→ **WHAT IS REQUIRED**: Update the entries below by replacing every "single dot" with "single marker" and leaving all other text as it is. Omit the pictures from your version.

→ **PROVIDED DATA**:
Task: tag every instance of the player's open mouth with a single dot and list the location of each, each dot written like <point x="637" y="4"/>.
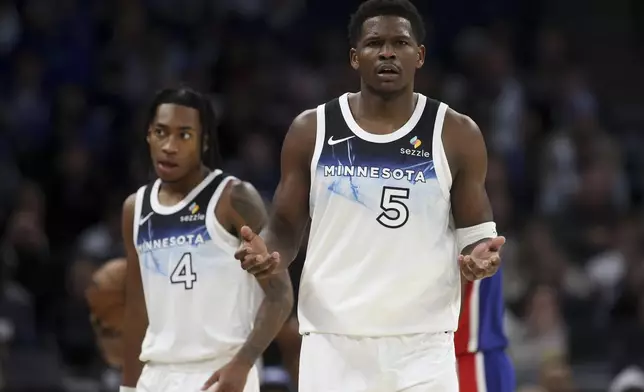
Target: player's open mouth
<point x="166" y="166"/>
<point x="387" y="72"/>
<point x="387" y="69"/>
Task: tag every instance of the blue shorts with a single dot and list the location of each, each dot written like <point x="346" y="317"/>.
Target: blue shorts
<point x="489" y="371"/>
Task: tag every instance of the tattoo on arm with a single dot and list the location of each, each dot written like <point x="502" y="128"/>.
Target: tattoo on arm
<point x="271" y="316"/>
<point x="248" y="209"/>
<point x="248" y="205"/>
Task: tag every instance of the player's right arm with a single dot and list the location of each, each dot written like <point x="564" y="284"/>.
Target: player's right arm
<point x="278" y="244"/>
<point x="136" y="316"/>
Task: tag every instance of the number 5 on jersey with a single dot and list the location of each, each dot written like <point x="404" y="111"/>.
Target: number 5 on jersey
<point x="183" y="272"/>
<point x="394" y="212"/>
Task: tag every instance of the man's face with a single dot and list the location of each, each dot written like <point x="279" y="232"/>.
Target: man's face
<point x="387" y="54"/>
<point x="174" y="140"/>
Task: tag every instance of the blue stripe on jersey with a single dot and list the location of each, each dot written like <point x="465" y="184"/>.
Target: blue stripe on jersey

→ **WRITTEN SOLUTION**:
Task: tag every instance of the player's open mouth with a single marker and list the location of each, each dot written like <point x="637" y="4"/>.
Target: player's open mouth
<point x="166" y="166"/>
<point x="387" y="72"/>
<point x="387" y="69"/>
Task: tag every instance of the blue shorts with a single marker and list the location of each, each dot written like <point x="346" y="317"/>.
Target: blue shorts
<point x="489" y="371"/>
Task: tag every instance of the tattoo on arm with a single marker and list the location of each, each dot written like <point x="502" y="128"/>.
Target: tattoo on arm
<point x="271" y="316"/>
<point x="248" y="209"/>
<point x="248" y="205"/>
Task: tag every instance of the player's right arm with a single marker and list the location of each, each dot written like <point x="564" y="284"/>.
Target: player's right arm
<point x="278" y="244"/>
<point x="136" y="316"/>
Task: tag every instance of the number 5 on jersey with a single marker and list the location of each, each dot written like <point x="404" y="111"/>.
Target: number 5 on jersey
<point x="183" y="272"/>
<point x="394" y="212"/>
Task: tag every instance of the man's face with a single marker and list the location of each, each dot written like <point x="279" y="232"/>.
Target: man's face
<point x="387" y="54"/>
<point x="174" y="140"/>
Task: tag every instance of the blue stripe on jersey with a single marker and list the location of each, each dot written like <point x="465" y="184"/>.
Target: blue stripe on jersey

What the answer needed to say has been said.